• [Reading passage]:

+-------+

The deposits held by large, sophisticated financial players are mostly what policy watchers worry about when they think about the moral hazard implications of federal regulators' decision to guarantee Silicon Valley Bank and Signature Bank's uninsured deposits. 

Pulling back that expectation would require either a strong effort by all those regulators, which may or may not be successful, or an acknowledgement that the risk incentives for depositors and banks have changed, and a reassessment of bank regulation from the regulators and likely from Congress. 

"Regulators have sent out the smoke signal that it's going to take care of uninsured deposits," said Aaron Klein, a senior fellow at the Brookings Institution. "That's a dangerous precedent, and one where I question whether we can put that genie back in the bottle. How can you expect uninsured depositors to ever believe they'll take a haircut when Roku got bailed out?" 

It's not just the depositors that benefit from that implicit guarantee, said Scott Ganz, an associate professor at Georgetown University and former special assistant to the vice chairman at the Financial Crisis Inquiry Commission, which investigated the cause of the 2008 financial crisis.

+-------+

• [Data excerpt]:
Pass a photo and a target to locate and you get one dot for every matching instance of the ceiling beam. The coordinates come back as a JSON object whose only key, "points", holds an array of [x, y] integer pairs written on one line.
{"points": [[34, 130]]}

+-------+

• [Required work]:
a - Extract the stretch of the deposit guarantee passage from "The deposits held" through "Bank's uninsured deposits.".
b - According to the deposit guarantee passage, what position does Aaron Klein hold?
c - Name every organization mentioned by name in the deposit guarantee passage.
Rely only on the deposit guarantee passage for everything that follows.

• [Results of the tasks]:
a -
The deposits held by large, sophisticated financial players are mostly what policy watchers worry about when they think about the moral hazard implications of federal regulators' decision to guarantee Silicon Valley Bank and Signature Bank's uninsured deposits.

b - He is a senior fellow at the Brookings Institution.

c - Silicon Valley Bank, Signature Bank, Congress, the Brookings Institution, Roku, Georgetown University, the Financial Crisis Inquiry Commission